* [Document]
++++++++++

Once Upon a Nightmare...
I was flying in a plane for the first time.


And on this plane there were many
"Plane People."
You know those people, the ones who 
tell you their whole life story?
Or try to convert you to their religion
or offer to buy you a drink?



Well I met one of these people.
He was sitting next to me
 in the back left corner
of the plane and his name was Gary.
Gary the diamond salesman from Florida.


I had just watched The Music Man
so I sang the "Gary Indiana" song to 
him until his name was forever imprinted in my brain.
(The lyrics are quite repetitive, so it didn't take very long)


But, Gary's name and occupation
weren't the only things I learned on that trip.
I also learned that people, no matter
how they act, or how they
talk, or who they've fallen in or out of love with,
or what they wear,
People ARE People.

And Gary understood this.
I know because as I sat on that plane
he treated me, not like a motion sick 19
year old, but like a person.

He was kind and he looked me in the eye
when he spoke to me.
He remembered my name
 and used it.

++++++++++

* [Supplied material]
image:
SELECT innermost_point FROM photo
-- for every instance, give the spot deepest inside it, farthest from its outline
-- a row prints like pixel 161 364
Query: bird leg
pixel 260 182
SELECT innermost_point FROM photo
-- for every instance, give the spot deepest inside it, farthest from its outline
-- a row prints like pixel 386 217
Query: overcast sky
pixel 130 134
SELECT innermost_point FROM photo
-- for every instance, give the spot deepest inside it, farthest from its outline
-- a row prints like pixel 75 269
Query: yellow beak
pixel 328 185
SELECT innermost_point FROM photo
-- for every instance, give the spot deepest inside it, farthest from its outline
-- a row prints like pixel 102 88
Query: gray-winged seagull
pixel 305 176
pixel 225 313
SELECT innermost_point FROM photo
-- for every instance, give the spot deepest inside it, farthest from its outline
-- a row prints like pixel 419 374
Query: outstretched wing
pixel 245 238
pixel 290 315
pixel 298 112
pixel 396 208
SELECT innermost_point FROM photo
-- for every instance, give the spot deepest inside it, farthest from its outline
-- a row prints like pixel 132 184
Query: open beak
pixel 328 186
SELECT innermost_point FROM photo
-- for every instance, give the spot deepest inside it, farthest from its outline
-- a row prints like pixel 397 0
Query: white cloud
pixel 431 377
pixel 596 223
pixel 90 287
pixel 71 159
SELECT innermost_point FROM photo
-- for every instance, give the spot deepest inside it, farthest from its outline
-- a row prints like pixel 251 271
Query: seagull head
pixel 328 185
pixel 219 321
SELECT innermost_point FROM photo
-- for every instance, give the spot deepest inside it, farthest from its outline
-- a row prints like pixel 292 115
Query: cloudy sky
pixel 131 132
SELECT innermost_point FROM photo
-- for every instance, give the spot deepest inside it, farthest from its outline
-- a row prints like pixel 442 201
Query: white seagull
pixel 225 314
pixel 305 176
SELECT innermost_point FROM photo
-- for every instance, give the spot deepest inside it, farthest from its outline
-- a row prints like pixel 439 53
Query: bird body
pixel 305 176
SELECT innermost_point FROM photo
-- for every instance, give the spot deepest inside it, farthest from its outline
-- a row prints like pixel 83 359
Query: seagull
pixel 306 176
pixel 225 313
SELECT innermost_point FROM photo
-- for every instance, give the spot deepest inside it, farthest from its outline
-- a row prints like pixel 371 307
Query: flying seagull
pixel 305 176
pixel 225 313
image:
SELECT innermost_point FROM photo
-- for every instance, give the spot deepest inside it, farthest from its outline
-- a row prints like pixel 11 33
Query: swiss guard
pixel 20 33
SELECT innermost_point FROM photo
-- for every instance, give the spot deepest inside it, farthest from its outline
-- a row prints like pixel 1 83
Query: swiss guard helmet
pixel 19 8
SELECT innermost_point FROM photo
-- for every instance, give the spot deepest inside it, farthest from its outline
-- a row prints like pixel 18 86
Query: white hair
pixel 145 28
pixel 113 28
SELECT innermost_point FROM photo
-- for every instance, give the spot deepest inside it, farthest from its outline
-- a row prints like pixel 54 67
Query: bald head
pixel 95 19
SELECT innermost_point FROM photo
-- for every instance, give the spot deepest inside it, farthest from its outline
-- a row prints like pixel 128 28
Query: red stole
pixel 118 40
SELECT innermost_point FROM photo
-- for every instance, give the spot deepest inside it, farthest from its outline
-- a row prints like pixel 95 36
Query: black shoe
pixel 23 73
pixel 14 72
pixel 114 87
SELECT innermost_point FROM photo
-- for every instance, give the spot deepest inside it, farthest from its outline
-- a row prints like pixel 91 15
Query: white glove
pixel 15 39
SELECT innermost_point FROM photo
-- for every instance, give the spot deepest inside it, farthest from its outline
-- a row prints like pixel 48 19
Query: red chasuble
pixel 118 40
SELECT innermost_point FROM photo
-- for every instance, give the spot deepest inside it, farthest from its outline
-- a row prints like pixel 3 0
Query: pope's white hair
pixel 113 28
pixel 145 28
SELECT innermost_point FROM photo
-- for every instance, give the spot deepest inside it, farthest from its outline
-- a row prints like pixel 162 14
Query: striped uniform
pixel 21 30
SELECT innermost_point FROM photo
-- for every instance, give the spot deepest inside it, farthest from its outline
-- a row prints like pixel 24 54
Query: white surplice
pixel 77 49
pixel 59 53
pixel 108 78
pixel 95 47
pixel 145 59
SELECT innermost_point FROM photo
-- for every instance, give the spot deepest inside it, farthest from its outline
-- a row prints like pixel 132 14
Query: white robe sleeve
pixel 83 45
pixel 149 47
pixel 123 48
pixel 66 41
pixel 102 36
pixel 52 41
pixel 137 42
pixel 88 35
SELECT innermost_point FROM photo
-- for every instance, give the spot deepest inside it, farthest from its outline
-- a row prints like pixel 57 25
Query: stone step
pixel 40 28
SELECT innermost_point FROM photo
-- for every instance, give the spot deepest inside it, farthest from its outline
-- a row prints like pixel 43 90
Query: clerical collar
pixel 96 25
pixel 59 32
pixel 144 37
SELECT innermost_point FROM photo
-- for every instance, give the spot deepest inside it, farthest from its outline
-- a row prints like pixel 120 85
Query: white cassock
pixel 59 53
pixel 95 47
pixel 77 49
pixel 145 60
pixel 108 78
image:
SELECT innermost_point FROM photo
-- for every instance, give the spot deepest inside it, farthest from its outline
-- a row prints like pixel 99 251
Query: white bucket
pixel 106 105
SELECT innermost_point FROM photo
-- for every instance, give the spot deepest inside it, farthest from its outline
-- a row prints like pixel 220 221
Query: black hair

++++++++++

* [Task requirements]
- a) According to the plane story, what did Gary do for a living, and where was he from?
- b) Reproduce the part of the plane story starting at "I know because" and ending at "spoke to me.".
You can ignore the data for this work.

* [Expected answers]
- a) Gary was a diamond salesman from Florida.

- b)
I know because as I sat on that plane
he treated me, not like a motion sick 19
year old, but like a person.

He was kind and he looked me in the eye
when he spoke to me.